AIM:
Locate each line in the items below that contains the string "sock" and copy it out in full. The match is case-sensitive.

TASK INPUTS:
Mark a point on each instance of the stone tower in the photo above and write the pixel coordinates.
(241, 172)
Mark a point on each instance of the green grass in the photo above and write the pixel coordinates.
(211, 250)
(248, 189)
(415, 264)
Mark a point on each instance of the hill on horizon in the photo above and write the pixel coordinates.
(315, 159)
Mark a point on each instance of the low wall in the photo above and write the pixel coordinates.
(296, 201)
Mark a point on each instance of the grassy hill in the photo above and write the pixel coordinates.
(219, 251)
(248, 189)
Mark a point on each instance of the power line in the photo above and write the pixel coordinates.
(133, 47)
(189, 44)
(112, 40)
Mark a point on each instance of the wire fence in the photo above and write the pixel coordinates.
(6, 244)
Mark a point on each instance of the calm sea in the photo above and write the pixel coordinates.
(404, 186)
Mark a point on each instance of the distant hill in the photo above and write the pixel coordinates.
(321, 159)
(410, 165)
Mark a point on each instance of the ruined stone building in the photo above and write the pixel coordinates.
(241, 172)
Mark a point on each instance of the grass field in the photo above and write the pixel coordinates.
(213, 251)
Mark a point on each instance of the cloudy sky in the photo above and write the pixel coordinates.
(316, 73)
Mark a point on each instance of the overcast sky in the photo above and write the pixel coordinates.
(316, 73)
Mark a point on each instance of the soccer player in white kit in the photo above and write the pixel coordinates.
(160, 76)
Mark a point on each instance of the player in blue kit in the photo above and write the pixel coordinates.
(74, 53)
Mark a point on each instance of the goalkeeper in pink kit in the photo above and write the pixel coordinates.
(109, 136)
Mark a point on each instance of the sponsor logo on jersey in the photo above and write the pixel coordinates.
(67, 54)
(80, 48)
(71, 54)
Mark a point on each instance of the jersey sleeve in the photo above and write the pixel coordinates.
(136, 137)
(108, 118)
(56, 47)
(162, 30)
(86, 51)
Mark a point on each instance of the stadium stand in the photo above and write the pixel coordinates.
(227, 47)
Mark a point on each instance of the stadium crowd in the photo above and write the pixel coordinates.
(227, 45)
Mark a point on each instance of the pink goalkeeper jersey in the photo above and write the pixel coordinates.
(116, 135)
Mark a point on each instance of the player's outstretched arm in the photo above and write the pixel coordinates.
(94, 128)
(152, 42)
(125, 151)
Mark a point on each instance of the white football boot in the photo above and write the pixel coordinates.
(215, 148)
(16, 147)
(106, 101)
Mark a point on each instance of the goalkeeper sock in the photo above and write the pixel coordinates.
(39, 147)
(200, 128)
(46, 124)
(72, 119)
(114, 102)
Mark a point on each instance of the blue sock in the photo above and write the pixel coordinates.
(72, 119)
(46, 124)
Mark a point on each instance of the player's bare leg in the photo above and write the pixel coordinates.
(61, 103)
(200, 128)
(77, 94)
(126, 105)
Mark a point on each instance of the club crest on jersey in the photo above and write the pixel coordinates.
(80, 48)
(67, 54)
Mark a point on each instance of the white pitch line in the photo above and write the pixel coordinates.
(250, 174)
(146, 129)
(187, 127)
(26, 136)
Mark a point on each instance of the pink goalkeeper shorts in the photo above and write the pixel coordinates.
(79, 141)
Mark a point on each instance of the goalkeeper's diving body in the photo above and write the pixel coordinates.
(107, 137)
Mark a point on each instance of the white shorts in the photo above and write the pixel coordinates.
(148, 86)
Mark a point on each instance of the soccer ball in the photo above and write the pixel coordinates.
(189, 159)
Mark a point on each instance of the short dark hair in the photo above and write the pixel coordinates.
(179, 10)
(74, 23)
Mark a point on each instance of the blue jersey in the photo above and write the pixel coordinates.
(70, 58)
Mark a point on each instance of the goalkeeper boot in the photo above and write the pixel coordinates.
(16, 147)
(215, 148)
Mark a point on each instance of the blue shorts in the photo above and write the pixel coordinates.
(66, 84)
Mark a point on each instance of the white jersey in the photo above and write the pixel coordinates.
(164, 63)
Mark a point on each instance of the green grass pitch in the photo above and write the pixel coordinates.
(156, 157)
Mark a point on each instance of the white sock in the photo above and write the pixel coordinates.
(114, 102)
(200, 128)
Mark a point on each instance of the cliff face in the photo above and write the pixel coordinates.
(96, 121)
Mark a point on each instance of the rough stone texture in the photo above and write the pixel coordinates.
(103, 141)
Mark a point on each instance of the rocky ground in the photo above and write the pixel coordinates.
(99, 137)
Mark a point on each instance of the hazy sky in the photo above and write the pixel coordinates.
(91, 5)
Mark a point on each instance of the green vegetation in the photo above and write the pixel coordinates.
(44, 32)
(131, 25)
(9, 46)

==

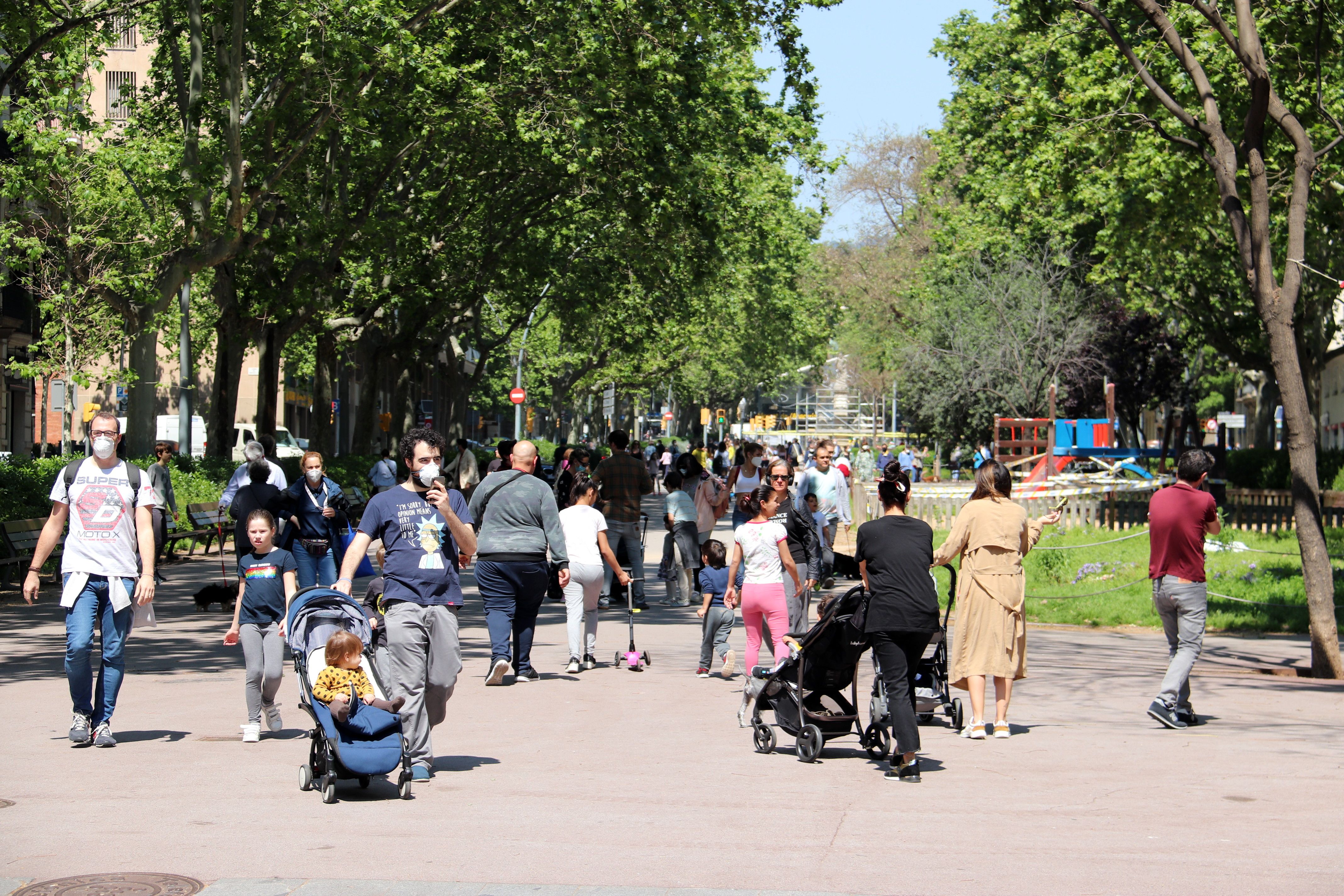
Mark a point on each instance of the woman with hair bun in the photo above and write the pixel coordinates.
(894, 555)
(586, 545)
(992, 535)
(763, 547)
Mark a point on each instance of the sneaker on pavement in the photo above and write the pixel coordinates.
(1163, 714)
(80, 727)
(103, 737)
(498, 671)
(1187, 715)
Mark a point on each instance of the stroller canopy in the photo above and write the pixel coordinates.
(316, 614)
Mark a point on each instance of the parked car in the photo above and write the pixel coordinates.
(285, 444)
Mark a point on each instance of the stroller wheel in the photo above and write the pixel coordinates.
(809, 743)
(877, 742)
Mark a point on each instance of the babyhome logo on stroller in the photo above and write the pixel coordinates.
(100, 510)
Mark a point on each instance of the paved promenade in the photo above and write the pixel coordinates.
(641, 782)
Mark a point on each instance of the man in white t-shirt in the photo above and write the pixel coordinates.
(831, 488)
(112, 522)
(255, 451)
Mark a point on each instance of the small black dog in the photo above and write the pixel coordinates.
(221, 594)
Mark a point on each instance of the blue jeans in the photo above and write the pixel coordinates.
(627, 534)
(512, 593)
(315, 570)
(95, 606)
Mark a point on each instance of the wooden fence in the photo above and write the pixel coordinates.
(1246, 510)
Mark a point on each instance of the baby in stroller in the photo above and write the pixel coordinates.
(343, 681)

EXERCISE ANSWER:
Mark a point on each instance of the goalkeeper sock in the photo above and write the pixel coordinates.
Mark a point on each instance of the blue sock in the photo above and write the pixel coordinates.
Mark a point on each instance of the white sock in the photo above and write the pixel coordinates.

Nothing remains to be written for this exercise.